Document extract
Americans have gradually begun to reopen their wallets, but we’re still saving more than we have in decades. The personal savings rate, which measures the amount of money Americans have left over each month after spending and taxes, dropped to 17.8% in July after spiking to 33% in April, but that’s still the highest rate since May 1975. Some 45% of Americans say they’re saving more than usual, according to a survey by the Associated Press and the NORC Center for Public Affairs Research.
That means a lot of pent-up demand could be unleashed when the economy recovers. But it could be a long time before Americans return to their previous spending habits, and that has serious implications for an economy that relies heavily on consumer spending to drive growth.
“There’s a lot of uncertainty about how the pandemic is going to play out,” says Mark Zandi, chief economist for Moody’s Analytics. “Will I be working three months from now? Will my pay be cut? People are saving for a potentially stormy day.”
The spike in April wasn’t surprising because most of the country was in lockdown, bringing the economy to a halt. In addition, many Americans–particularly those who had jobs–saved the $1,200 stimulus checks they received through the CARES Act. Many jobless workers also stashed the extra $600 a week they received in unemployment benefits through July, says Joao F. Gomes, professor of finance and economics at the University of Pennsylvania’s Wharton School.

What you need to do
A – In the passage on American savings, what was the personal savings rate in July?
B – Summarize the passage on American savings in two sentences.
C – Carry on the passage on American savings, starting after its final sentence.

Material provided
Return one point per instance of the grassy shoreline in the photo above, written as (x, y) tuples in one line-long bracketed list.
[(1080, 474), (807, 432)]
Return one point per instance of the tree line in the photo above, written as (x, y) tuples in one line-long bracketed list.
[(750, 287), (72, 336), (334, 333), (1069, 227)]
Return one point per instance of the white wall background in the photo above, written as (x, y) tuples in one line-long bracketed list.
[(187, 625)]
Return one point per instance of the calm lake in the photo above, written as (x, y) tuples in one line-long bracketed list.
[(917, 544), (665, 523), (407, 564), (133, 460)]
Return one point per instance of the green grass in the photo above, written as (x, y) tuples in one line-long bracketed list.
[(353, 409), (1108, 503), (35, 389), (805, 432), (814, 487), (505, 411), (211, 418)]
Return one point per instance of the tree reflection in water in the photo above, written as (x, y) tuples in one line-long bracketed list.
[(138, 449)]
...
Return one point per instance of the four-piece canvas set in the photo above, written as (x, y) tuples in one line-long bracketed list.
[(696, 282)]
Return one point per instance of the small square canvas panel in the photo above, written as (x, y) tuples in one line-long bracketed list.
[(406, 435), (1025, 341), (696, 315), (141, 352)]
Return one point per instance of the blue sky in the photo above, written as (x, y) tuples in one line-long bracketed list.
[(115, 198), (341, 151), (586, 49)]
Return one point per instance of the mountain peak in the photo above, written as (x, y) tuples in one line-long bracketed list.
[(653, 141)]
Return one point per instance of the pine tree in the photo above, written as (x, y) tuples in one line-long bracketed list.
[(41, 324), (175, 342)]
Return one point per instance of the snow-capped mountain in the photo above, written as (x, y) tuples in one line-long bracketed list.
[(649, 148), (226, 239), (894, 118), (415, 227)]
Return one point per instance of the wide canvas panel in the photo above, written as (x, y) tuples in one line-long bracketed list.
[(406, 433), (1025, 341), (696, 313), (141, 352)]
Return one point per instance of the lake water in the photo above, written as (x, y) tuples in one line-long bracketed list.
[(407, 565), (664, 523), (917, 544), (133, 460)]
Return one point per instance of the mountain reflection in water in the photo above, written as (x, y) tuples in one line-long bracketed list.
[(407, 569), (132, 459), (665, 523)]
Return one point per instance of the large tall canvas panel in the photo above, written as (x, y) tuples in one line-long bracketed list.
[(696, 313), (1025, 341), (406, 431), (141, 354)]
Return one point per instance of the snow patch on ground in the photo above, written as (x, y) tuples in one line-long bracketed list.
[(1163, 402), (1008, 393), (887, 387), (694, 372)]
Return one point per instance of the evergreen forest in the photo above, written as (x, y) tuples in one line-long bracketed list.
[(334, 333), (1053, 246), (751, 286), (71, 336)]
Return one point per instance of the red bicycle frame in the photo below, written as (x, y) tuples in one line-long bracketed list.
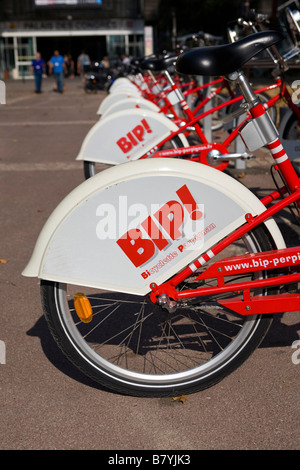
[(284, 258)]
* * *
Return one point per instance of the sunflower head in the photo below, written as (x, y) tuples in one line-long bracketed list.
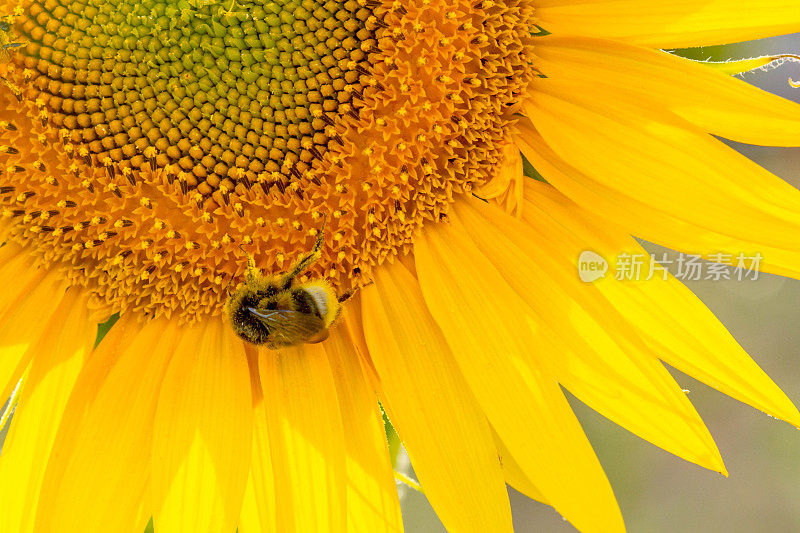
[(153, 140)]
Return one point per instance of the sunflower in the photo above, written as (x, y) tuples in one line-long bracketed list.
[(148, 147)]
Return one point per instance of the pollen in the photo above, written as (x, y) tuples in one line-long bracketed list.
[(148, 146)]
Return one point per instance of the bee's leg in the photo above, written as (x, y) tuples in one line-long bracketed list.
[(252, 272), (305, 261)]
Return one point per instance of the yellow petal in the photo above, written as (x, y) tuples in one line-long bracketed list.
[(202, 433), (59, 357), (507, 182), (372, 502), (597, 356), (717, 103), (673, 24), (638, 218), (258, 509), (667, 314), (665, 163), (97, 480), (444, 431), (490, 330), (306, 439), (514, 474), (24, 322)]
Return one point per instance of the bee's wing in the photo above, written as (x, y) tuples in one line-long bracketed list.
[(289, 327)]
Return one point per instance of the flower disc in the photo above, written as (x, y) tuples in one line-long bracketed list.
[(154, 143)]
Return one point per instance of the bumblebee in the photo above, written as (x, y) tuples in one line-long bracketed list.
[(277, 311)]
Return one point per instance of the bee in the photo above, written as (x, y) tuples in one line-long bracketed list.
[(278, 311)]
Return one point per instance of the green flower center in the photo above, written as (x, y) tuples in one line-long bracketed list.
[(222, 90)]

Answers per task
A – 17.8%

B – The personal savings rate fell to 17.8% in July after spiking to 33% in April, but it remains the highest since May 1975, and 45% of Americans say they're saving more than usual. Uncertainty about the pandemic has people saving for a stormy day, and the April spike came from the lockdown and from many Americans saving their $1,200 stimulus checks and extra unemployment benefits.

C –
The unprecedented nature of this downturn makes it difficult to predict when Americans will feel confident enough to start spending again. “There’s no real framework for this,” says Tom Porcelli, chief economist of RBC Capital Markets. Porcelli doesn’t expect spending to accelerate until the country returns to close to full employment, typically defined as an unemployment rate of 5%.
People could also be motivated to open their wallets if an effective vaccine is introduced and widely distributed, Zandi says. But the rise in spending could come more slowly if the vaccine is rolled out over several months and only helps, say, half of the people who receive it, he says.
And even then, economists say, not everyone will be eager to whip out their credit cards. The Great Recession also led to a rise in the savings rate, and boomers continued to save after the downturn ended.
That could happen this time, too, Zandi says: “I think that group will be saving more, post-pandemic. They’re the most vulnerable, and now they are even less prepared for retirement.”